ORDEN DE TRABAJO 1:
Responda, según la nota sobre la FIFA e Infantino:
(a) ¿Qué ONG presentó la queja contra Infantino y ante qué organismo?
(b) ¿Cuántas infracciones de las normas del COI le atribuye esa ONG?
(c) ¿Qué tribunal concedió la medida cautelar preliminar y a qué sitio?
ORDEN DE TRABAJO 2:
Prosiga la nota sobre la FIFA e Infantino desde su última oración.

FRAGMENTO EXTRAÍDO:
Europa muy a disgusto con la FIFA e Infantino

Está siendo un polémico Mundial 2026 por el papel tanto de la FIFA, como de su presidente, Gianni Infantino, a tal punto, que las denuncias en su contra no hacen más que crecer: FairSquare, una ONG británica ha presentado una queja contra Infantino, ante el Comité Olímpico Internacional (COI) acusándolo de infringir y violar las normas de neutralidad deportiva y ofrecer de forma descarada su apoyo al presidente de Estados Unidos, Donald Trump.

Esta ONG británica defensora de los derechos humanos señala que Infantino cometió cinco claras infracciones de las normas del COI; siendo la más descarada, la relacionada con la sanción contra el delantero norteamericano Folarin Balogun, que Infantino terminaría retirando a petición de Trump.

  Pero el asunto no termina aquí: la FIFA ha recibido una orden judicial alemana que le ordena detener los procesos manipulativos en la venta de entradas para el Mundial. El tribunal regional de Fráncfort ha concedido una solicitud de medida cautelar preliminar a Ticombo, un sitio de reventa de entradas online con sede en Alemania, que ha ordenado a la FIFA que sea más transparente respecto a sus ventas secundarias de billetes, revelando la identidad y dirección de cualquier vendedor comercial.

DATOS DE ENTRADA:
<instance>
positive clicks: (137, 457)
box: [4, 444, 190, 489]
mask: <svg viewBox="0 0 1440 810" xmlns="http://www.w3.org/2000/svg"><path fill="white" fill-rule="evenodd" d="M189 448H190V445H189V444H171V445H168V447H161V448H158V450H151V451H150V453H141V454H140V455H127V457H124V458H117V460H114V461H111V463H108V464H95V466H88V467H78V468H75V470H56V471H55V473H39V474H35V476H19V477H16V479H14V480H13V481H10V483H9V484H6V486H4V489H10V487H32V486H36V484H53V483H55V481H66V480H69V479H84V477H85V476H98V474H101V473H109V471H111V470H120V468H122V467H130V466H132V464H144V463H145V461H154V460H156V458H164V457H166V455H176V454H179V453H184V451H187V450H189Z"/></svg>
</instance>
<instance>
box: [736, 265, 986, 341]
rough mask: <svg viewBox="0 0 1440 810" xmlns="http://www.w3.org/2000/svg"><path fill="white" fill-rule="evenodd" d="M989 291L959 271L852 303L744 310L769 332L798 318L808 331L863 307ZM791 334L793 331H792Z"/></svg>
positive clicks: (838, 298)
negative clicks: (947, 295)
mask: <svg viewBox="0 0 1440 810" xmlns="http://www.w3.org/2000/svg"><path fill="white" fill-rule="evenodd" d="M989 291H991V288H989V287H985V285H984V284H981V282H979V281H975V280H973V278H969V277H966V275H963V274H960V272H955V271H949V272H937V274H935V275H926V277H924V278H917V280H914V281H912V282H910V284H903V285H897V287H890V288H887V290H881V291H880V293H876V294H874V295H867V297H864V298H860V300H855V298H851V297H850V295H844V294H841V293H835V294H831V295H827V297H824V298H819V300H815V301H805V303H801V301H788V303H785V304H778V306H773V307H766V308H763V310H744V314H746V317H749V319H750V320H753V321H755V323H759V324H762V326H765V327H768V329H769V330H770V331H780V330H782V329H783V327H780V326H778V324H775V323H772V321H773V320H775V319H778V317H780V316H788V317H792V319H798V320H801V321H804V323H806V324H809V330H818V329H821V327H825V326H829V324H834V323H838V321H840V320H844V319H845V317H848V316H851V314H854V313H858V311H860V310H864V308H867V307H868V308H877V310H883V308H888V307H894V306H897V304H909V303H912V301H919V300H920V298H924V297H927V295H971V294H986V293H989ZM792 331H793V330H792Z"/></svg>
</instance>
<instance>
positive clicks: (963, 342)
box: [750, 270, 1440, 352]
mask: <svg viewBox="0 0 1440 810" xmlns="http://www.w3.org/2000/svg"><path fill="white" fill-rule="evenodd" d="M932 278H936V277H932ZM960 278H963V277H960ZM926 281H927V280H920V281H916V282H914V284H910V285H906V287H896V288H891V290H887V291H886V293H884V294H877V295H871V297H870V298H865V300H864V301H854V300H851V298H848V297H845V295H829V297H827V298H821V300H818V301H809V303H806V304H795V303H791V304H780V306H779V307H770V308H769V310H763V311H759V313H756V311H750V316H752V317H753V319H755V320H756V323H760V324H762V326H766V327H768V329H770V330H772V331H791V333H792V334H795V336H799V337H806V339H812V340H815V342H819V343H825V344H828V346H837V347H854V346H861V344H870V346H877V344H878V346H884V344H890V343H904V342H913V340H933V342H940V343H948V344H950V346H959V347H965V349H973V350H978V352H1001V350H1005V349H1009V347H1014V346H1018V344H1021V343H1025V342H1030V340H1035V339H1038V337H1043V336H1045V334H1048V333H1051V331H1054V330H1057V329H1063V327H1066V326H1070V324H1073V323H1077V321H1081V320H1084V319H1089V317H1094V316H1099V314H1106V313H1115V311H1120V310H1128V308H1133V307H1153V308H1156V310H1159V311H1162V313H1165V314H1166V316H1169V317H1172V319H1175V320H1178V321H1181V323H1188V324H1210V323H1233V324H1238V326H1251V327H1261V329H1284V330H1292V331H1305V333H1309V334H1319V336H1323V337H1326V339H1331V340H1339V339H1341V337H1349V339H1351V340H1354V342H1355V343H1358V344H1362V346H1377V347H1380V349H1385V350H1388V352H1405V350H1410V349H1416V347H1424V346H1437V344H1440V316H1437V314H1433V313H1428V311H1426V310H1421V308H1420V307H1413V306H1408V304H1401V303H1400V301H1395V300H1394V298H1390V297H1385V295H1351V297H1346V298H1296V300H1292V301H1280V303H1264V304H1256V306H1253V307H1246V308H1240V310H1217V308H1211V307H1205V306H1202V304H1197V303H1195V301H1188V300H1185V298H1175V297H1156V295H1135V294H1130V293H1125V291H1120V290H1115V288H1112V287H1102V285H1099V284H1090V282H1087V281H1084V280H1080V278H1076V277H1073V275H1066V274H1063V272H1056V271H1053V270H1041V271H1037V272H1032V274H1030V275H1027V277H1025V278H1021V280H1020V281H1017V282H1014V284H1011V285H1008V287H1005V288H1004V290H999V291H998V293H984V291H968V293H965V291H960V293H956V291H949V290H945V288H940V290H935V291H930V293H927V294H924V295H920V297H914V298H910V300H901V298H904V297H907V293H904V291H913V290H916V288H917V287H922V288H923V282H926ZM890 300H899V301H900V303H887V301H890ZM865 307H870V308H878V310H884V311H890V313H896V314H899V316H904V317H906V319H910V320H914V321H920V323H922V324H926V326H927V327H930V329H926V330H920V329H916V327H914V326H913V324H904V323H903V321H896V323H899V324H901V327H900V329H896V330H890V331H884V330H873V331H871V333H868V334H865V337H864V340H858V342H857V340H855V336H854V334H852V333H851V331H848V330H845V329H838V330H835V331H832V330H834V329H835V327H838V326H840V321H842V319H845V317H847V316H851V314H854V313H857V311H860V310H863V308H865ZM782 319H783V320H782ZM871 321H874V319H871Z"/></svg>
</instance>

RESULTADO DE TAREA 1:
(a) FairSquare, ante el Comité Olímpico Internacional (COI).
(b) Cinco.
(c) El tribunal regional de Fráncfort, a Ticombo.

RESULTADO DE TAREA 2:
El tribunal alemán ha ordenado a la FIFA que deje de facilitar la venta de entradas sin informar a los compradores de la identidad y dirección del vendedor, específicamente para vendedores que actúan en calidad comercial, de manera oportuna antes de que el comprador complete su compra.

La orden judicial solo se aplica en Alemania y es poco probable que tenga algún efecto en las operaciones de la FIFA para el torneo. La FIFA no compareció ante el tribunal de Fráncfort y Ticombo busca llevar su caso a los tribunales de Suiza, lo que llevará tiempo.

La FIFA ha ganado millones con la venta y reventa de entradas; y con las comisiones que cobra al respecto: en estos momentos, adquirir una entrada para la final de España versus Argentina ronda un precio superior a los 6 mil euros.

A COLACIÓN

          Y, aquí está otra polémica servida: el tradicional odio entre argentinos y británicos ha vuelto a encenderse, tras la mecha ardiente, del partido en el Mundial jugado por el selectivo británico contra el argentino que terminó perdiendo 1-2.

En medio de las celebraciones de los jugadores argentinos en el estadio en Atlanta, algunos de ellos desplegaron una tela blanca con letras negras bastante vistosas señalando que: “Las Malvinas son Argentinas”.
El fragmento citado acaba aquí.